◆ ACTIVITY LIST ◆
1. In the lemon poppy-seed Bundt cake recipe, for how long are the eggs, egg whites and sugar beaten with the electric mixer?
2. Continue the lemon poppy-seed Bundt cake recipe from the point where it stops.

◆ SELECTED EXTRACT ◆
···

We love that Bundt cakes don’t demand frosting—just let a sweet lemon glaze run over the poppy-seed cake and you’ve got perfection.
1 1/2 cups whole-wheat pastry flour, (see Note)
1 cup all-purpose flour
1/4 cup poppy seeds, toasted (see Tip)
1 1/2 teaspoons baking powder
1/2 teaspoon baking soda
1/4 teaspoon salt
1 cup buttermilk, (see Tip)
1/4 cup canola oil
1 teaspoon vanilla extract
2 tablespoons freshly grated lemon zest
2 tablespoons lemon juice
2 large eggs, at room temperature (see Tip)
2 large egg whites, at room temperature
1 1/4 cups sugar
3/4 cup confectioners’ sugar, plus more for dusting
3 tablespoons lemon juice
1 tablespoon water
Preheat oven to 350°F. Coat a 12-cup Bundt pan, preferably nonstick, with cooking spray and dust with flour (or use cooking spray with flour).
Whisk whole-wheat flour, all-purpose flour, poppy seeds, baking powder, baking soda and salt in a medium bowl. Combine buttermilk, oil, vanilla, lemon zest and lemon juice in a glass measuring cup.
Beat eggs, egg whites and sugar in a large bowl with an electric mixer on high speed until thickened and pale, about 5 minutes.
Fold the dry ingredients into the egg mixture with a rubber spatula, a third at a time, alternating with 2 additions of the buttermilk mixture. Scrape the batter into the prepared pan, spreading evenly.

···

Data drawn from a collection

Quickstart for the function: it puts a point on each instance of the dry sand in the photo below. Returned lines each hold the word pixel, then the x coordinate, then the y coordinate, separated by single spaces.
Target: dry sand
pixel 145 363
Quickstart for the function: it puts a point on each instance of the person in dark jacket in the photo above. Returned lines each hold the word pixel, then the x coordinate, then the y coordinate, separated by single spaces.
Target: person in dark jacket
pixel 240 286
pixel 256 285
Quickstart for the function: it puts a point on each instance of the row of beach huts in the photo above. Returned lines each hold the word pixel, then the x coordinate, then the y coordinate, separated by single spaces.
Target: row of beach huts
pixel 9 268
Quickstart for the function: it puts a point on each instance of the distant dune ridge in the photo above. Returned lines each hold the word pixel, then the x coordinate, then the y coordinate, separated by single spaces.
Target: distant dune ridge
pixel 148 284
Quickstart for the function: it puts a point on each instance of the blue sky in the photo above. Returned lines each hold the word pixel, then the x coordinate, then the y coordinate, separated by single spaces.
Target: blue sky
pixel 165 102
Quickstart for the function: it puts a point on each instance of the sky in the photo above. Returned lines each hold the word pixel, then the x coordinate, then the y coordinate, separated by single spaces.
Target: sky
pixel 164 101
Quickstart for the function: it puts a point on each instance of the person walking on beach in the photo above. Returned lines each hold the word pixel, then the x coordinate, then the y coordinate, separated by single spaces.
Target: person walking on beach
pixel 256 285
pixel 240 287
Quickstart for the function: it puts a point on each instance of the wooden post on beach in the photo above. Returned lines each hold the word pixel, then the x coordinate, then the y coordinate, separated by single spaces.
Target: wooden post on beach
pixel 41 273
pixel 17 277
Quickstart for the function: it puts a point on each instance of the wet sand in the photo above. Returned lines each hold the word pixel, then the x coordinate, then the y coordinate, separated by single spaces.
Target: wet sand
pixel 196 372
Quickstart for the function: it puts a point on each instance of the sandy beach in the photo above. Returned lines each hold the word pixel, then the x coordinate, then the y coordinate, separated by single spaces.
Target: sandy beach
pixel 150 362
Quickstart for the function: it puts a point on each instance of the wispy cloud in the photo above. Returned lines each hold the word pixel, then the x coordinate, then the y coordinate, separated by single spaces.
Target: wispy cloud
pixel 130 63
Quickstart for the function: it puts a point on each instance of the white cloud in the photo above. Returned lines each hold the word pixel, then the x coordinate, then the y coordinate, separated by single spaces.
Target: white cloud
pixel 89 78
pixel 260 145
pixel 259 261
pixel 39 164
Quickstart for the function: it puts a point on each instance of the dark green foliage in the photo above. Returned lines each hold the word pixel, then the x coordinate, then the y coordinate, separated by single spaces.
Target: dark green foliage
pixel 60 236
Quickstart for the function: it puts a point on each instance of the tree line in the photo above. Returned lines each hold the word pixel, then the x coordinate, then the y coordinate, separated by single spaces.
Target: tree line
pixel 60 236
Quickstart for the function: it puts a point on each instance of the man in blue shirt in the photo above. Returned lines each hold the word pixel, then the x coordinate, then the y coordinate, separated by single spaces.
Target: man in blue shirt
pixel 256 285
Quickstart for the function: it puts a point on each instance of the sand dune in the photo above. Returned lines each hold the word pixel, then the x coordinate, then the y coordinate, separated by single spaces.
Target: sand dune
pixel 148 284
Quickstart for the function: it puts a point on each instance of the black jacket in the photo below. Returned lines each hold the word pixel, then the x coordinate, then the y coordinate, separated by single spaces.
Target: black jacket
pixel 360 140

···

◆ YOUR WRITTEN ANSWERS ◆
1. About 5 minutes on high speed, until thickened and pale.

2.
Bake the cake until the top springs back when touched lightly and a toothpick inserted in the center comes out clean, 35 to 40 minutes. Let cool in the pan for 5 minutes, then turn out onto a wire rack.
To prepare glaze: Sift 3/4 cup confectioners’ sugar into a small bowl; mix with lemon juice and water to create a thin glaze. Poke 1-inch-deep holes all over the cake with a skewer. Coat the warm cake with the glaze using a pastry brush. Let cool completely. To serve, set the cake on a serving plate and dust with confectioners’ sugar.
Tips & Notes
Make Ahead Tip: Equipment: 10-inch (12-cup) Bundt pan, preferably nonstick
Note: Whole-wheat pastry flour is milled from soft wheat. It contains less gluten forming potential than regular whole-wheat flour and helps ensure a tender result in delicate baked goods while providing the nutritional benefits of whole grains. Store in the freezer. Sources: Available in large supermarkets and in natural-foods stores, and from King Arthur Flour, (800) 827-6836, bakerscatalogue.com, and Bob’s Red Mill, (800) 349-2173, bobsredmill.com.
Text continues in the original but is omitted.